CHALLENGE: Show every line in the records below that contains the word "like", copying each line in full. Matching is case-sensitive.
━━ RECORD SET
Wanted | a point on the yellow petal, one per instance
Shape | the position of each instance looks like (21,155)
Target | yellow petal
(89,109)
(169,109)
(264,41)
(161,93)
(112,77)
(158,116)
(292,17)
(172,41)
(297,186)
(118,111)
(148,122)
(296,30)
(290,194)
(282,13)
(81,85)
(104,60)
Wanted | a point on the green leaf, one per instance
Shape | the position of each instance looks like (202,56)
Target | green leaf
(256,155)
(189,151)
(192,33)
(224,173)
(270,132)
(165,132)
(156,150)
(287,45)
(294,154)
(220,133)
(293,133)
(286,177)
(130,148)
━━━━
━━ RECORD SET
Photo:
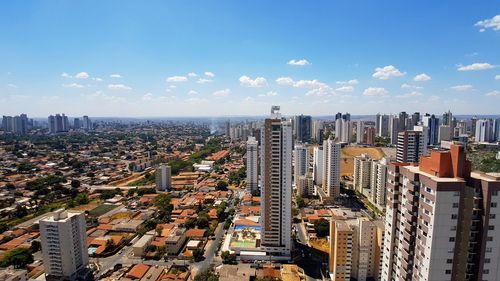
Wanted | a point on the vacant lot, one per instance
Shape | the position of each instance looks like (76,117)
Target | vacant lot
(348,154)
━━━━
━━ RECORD SET
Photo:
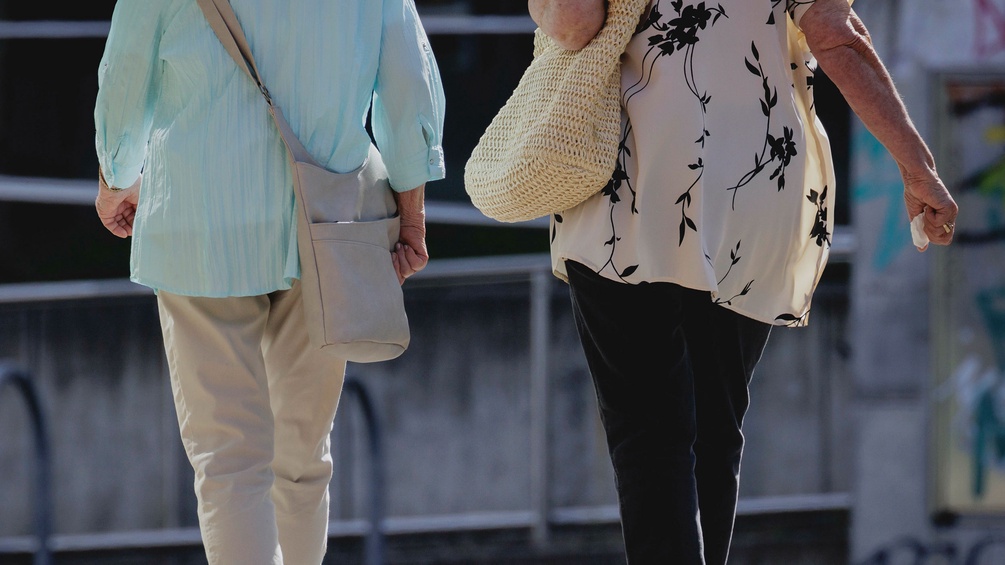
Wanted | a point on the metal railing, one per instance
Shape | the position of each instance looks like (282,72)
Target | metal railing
━━━━
EXERCISE ANSWER:
Shape | the position of each instance looks like (21,155)
Shape | the position of each instance looks like (202,56)
Shape | the position of each instance looks like (76,117)
Shape | the position of each instance looks like (282,72)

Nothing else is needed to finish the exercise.